TEXT PROVIDED:
^^^^^^^^

Friday, January 16, 2009

Tubes of Eye Lights


Color.


It sets your mood sometimes, affects your outlook.

Like painting a bedroom a soft sage green, to make it seem restful.

Or restaurants that paint their walls red, as it is supposed to enhance appetite.





Recently I've been playing with five tubes of saturated pure colors. The three primary, red-yellow-blue. Plus a green and a violet, to keep from mixing those up over and over in each color play session.

I issued myself a challenge to really get to know these colors, how they work as tints, blends, tone and shades. But keeping it simple, with just these five.


Plus sometimes white, to lighten things up. But not very often.

I have a white sheet of thick glass that I use as my palette. It lets the pure colors show up clearly. And a natural light bulb, so I'm seeing the true colors. Daylight is the best, of course, but it's pretty gray here these days.

^^^^^^^^

What does the blog post on color say the writer uses as a palette? The data are not needed for this.

ITEMS:
^^^^^^^^

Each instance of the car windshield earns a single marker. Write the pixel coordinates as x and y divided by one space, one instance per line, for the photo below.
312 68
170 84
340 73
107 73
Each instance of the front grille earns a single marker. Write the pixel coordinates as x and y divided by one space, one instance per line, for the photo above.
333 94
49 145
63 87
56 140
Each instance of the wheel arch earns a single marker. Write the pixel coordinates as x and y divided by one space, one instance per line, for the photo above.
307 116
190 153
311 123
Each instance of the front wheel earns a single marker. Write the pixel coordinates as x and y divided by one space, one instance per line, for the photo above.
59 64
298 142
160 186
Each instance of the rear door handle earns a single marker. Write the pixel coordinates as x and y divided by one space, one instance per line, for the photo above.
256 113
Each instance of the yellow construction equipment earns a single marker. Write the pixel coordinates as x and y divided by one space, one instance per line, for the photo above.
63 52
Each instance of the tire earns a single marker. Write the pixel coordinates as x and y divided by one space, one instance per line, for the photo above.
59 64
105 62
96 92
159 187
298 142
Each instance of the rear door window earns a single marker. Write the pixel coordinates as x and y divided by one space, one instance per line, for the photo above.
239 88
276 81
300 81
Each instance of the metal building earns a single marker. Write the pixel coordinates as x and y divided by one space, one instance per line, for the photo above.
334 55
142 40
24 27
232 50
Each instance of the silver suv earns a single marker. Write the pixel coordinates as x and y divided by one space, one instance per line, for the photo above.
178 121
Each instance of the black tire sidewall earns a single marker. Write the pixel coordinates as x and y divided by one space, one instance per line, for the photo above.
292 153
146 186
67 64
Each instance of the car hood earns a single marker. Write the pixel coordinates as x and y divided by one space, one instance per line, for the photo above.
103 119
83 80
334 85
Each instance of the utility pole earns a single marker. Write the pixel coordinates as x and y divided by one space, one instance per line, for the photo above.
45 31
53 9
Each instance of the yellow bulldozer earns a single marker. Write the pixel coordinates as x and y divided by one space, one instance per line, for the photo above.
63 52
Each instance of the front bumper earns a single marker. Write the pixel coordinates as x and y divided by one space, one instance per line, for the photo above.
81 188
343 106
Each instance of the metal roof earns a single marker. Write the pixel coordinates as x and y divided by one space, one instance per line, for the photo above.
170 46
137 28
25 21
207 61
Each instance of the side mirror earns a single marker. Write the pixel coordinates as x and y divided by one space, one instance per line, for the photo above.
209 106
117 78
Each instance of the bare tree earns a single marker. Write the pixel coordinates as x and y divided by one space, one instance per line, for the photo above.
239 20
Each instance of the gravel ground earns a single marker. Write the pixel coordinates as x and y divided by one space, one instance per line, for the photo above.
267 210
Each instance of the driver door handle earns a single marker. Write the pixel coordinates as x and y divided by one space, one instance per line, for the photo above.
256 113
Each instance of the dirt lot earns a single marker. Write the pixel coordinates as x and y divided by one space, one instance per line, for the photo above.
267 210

^^^^^^^^

ANSWER TO THE TASK: A white sheet of thick glass.